* TEXTO FORNECIDO *
● ● ● ● ● ● ●

Na prática, o diagnóstico é confirmado pelos estudos bioquímicos do colagénio, utilizando fibroblastos cultivados a partir de biópsia da pele. Com efeito, a realização de culturas de fibroblastos demonstra diminuição da síntese das cadeias pró-alfa-1 (I) do procolagénio de tipo I.

Quanto a estudos moleculares, por vezes, recorre-se à análise de ADN para identificar a mutação associada ao quadro clínico e, se necessário, uma prova de PCR em membros da família.

Nos casos de complicações neurológicas – designadamente invaginação basilar e risco de compressão do tronco cerebral – mais prováveis nos tipos III e IV, a TAC espiral poderá ser de grande utilidade.

Diagnóstico diferencial

A presença de fracturas ósseas no período neonatal implica estabelecer o diagnóstico diferencial com maus tratos físicos, acondroplasia, displasia tanatófora, ou distrofia torácica asfixiante; a verificação de valores de fosfatase alcalina normais ou elevados na OI neste período permite fazer a destrinça com hipofosfatasia.

Na primeira e segunda infância, em função dos antecedentes, poderá admitir-se a possibilidade de maus tratos físicos, escorbuto, sífilis congénita, hiperostose cortical infantil, osteopetrose, picnodisostose e outras síndromas em que se verifica densidade óssea aumentada (de facto a fragilidade óssea tanto pode aparecer, quer em situações de osteopénia, quer em situações de hiperostose).

Na adolescência, a OI deve diferençar-se da osteoporose juvenil (entidade que parece dever-se a diminuição da formação do colagénio I nas vértebras), da homocistinúria, do hipercorticismo, da displasia fibrosa e da osteomalácia resultante de síndroma da má absorção.

Nos adultos, o diagnóstico de OI deve considerar-se sempre que se verique fractura patológica, osteopénia no sexo masculino ou em mulheres na pré-menopausa, ou ainda osteopénia grave em mulheres pós-menopáusicas; nos adultos ainda, o diagnóstico diferencial estabelece-se fundamentalmente com a osteoporose secundária a neoplasias hematológicas, endocrinopatias e osteomalácia. De salientar a probabilidade de casos descritos de osteoporose familiar constituírem, de facto, variantes ligeiras de OI.

Prevenção secundária e tratamento

Há que instruir a família e o doente sobre a necessidade de evitar traumatismos e actividades violentas, assim como sobre as medidas habituais de urgência (analgesia, imobilização, etc.) antes de observação por especialista de orto-traumatologia.

● ● ● ● ● ● ●

[Excertos de dados]

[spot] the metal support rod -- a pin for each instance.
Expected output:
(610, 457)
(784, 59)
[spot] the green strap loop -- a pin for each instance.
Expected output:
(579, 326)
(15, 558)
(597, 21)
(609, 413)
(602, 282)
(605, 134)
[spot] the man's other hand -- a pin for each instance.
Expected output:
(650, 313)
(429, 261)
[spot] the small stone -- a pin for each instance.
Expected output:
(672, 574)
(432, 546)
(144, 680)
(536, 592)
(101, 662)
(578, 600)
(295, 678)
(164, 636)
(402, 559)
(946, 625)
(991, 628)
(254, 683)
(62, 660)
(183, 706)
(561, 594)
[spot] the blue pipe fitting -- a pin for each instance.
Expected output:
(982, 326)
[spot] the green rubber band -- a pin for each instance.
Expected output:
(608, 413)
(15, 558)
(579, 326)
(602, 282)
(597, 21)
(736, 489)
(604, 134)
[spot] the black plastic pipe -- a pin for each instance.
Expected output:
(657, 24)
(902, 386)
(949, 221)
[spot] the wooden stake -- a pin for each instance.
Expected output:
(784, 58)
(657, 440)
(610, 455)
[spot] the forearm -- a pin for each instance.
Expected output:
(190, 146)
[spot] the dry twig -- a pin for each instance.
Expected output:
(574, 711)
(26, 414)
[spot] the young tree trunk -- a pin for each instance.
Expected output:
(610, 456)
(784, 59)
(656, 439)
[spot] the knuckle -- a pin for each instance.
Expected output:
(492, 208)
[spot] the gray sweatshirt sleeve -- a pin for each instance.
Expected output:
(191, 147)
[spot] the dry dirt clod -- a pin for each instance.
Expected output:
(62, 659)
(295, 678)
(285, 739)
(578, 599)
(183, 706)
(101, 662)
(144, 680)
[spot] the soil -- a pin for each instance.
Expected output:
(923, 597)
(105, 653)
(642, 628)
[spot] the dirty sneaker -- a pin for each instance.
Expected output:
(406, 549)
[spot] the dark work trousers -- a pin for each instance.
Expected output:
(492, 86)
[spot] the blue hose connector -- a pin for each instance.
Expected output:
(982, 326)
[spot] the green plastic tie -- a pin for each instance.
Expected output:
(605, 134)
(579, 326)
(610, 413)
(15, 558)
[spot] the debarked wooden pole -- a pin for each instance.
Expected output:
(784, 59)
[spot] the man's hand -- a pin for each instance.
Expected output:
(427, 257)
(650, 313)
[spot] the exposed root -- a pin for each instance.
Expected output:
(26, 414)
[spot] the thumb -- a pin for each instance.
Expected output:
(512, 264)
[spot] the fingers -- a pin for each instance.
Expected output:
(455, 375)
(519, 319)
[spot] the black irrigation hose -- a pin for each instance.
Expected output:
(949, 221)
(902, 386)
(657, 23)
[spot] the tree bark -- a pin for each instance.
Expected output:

● ● ● ● ● ● ●

* PROBLEMA A RESOLVER *
Explique, em uma a três frases, por que razão o texto sobre o diagnóstico da OI inclui síndromas com densidade óssea aumentada no diagnóstico diferencial da primeira e segunda infância.

* RESPOSTA ESCRITA *
Porque a fragilidade óssea tanto pode aparecer em situações de osteopénia como em situações de hiperostose. Assim, a fragilidade óssea não aponta apenas para doenças com osso menos denso, e as síndromas com densidade óssea aumentada também têm de ser consideradas.